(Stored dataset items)
════════════════════

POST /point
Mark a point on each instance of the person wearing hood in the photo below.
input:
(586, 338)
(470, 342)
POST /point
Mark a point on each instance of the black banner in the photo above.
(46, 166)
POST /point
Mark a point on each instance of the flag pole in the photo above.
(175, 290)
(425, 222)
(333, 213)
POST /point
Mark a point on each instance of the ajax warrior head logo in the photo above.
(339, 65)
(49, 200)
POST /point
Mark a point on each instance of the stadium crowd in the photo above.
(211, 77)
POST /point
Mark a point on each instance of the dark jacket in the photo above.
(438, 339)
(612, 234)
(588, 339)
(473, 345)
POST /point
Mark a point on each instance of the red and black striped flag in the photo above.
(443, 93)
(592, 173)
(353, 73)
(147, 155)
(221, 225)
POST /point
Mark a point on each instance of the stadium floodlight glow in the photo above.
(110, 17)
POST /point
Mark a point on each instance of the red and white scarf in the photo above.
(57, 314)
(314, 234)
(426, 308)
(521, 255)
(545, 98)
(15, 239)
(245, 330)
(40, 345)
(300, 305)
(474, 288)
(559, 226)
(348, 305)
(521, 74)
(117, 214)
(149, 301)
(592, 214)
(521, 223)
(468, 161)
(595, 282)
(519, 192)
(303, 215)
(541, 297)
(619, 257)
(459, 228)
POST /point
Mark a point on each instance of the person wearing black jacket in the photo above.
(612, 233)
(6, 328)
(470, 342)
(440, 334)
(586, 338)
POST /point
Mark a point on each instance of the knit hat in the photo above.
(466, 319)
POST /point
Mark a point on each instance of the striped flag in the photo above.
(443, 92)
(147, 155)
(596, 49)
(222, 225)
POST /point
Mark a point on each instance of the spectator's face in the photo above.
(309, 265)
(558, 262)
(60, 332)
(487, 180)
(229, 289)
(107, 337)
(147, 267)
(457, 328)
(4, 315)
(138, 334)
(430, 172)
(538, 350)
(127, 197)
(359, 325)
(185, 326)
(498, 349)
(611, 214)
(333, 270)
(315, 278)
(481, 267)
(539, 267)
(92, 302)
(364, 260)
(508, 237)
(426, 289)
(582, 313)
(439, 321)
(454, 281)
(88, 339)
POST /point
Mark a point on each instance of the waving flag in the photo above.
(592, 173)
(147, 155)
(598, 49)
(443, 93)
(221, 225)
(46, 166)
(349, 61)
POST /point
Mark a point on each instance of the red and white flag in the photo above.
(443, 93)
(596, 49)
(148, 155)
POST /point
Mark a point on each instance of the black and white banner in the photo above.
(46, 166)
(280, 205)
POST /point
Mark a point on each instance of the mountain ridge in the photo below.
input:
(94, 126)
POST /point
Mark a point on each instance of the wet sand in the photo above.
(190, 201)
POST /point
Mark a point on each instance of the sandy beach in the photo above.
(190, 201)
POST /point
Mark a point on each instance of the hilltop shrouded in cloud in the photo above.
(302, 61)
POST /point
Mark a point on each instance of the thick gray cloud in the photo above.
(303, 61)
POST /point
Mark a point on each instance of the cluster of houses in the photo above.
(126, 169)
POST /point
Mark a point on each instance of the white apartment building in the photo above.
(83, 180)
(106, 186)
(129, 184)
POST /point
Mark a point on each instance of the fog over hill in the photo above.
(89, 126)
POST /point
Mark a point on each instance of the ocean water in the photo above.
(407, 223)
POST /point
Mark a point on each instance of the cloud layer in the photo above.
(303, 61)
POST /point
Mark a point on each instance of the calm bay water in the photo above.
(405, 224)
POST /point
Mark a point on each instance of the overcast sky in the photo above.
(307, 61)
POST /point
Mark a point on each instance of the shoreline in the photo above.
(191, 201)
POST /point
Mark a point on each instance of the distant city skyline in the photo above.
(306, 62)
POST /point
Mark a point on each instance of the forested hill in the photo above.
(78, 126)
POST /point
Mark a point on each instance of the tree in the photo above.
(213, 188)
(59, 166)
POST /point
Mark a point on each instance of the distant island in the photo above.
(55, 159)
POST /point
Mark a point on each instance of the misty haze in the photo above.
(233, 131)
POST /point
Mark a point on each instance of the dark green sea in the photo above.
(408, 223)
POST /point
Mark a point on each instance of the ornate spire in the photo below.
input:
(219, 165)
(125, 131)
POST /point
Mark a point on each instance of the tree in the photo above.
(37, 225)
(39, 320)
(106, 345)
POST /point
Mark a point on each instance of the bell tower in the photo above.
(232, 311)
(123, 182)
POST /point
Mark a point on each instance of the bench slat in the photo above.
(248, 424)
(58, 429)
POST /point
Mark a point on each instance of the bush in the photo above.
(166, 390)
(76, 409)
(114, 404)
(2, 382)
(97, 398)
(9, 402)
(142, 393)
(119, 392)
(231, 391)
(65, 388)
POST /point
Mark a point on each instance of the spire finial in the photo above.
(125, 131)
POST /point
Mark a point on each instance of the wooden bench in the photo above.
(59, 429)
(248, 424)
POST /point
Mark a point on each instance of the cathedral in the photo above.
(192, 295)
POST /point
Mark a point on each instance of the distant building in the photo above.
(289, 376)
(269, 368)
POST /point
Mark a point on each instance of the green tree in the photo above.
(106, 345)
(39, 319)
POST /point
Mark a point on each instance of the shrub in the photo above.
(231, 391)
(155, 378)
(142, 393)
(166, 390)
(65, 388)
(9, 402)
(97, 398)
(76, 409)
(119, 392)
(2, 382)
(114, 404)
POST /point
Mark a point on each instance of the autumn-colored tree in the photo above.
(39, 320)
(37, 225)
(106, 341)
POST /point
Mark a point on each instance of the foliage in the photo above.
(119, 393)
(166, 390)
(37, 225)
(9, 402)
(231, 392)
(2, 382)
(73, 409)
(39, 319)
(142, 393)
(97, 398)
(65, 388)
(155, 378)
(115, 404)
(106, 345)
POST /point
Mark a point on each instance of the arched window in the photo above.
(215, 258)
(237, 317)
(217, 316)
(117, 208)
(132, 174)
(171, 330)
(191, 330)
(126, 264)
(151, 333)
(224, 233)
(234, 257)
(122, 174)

════════════════════

WHAT THIS TASK INVOLVES ::
Pull every line containing "below" out of the records.

FINAL ANSWER ::
Mark a point on each instance of the person wearing hood in the photo below.
Mark a point on each instance of the mountain ridge in the photo below.
Mark a point on each instance of the ornate spire in the photo below.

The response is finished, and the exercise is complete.